▸ **What is being asked**
Please print exactly the lines running from the one that contains "Target: tree" to the end of the data, with both lines included.

§ §

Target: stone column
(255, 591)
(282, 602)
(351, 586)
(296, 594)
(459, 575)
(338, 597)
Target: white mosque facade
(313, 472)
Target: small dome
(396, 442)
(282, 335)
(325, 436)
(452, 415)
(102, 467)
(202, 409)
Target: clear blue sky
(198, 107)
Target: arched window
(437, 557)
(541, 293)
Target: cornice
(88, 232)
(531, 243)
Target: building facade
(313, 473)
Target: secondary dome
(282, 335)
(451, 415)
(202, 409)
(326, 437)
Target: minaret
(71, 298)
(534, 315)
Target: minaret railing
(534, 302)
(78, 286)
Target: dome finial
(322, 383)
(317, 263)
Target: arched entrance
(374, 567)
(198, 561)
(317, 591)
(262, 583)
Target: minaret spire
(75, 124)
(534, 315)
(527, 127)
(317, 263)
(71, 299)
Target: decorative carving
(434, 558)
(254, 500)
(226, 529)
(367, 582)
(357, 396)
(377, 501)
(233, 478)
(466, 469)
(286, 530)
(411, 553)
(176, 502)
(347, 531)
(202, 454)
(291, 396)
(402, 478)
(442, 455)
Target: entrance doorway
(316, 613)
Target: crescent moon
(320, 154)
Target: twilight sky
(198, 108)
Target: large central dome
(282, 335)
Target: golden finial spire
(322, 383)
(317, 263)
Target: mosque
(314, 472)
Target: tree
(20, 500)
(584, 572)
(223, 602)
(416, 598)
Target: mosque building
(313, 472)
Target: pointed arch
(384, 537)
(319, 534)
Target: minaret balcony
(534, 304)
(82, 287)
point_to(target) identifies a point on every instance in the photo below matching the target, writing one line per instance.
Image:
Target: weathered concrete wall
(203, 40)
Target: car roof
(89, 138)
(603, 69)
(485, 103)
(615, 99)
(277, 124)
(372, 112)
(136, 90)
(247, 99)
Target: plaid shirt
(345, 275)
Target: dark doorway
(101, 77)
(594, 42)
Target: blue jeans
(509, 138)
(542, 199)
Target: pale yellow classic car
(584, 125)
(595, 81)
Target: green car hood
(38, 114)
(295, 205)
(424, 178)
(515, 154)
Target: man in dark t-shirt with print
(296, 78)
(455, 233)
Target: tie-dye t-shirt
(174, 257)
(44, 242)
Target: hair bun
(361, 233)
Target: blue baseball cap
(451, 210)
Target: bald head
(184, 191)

§ §

▸ **Exercise response**
Target: tree
(20, 500)
(584, 572)
(223, 602)
(416, 598)
Target: mosque building
(313, 472)
Target: pointed arch
(384, 537)
(319, 534)
Target: minaret balcony
(534, 304)
(82, 287)
point_to(target) identifies a point on every instance in the photo below matching the target, writing one line per instance.
Image:
Target: weathered concrete wall
(203, 40)
Target: car roof
(89, 138)
(603, 69)
(485, 103)
(615, 99)
(277, 124)
(372, 112)
(136, 90)
(247, 99)
Target: plaid shirt
(345, 275)
Target: dark doorway
(101, 77)
(594, 42)
Target: blue jeans
(509, 138)
(542, 199)
Target: pale yellow classic car
(584, 125)
(595, 81)
Target: green car hood
(38, 114)
(295, 205)
(424, 178)
(515, 154)
Target: man in dark t-shirt with print
(296, 78)
(455, 233)
Target: tie-dye t-shirt
(174, 257)
(44, 242)
Target: hair bun
(361, 233)
Target: blue baseball cap
(451, 210)
Target: bald head
(184, 191)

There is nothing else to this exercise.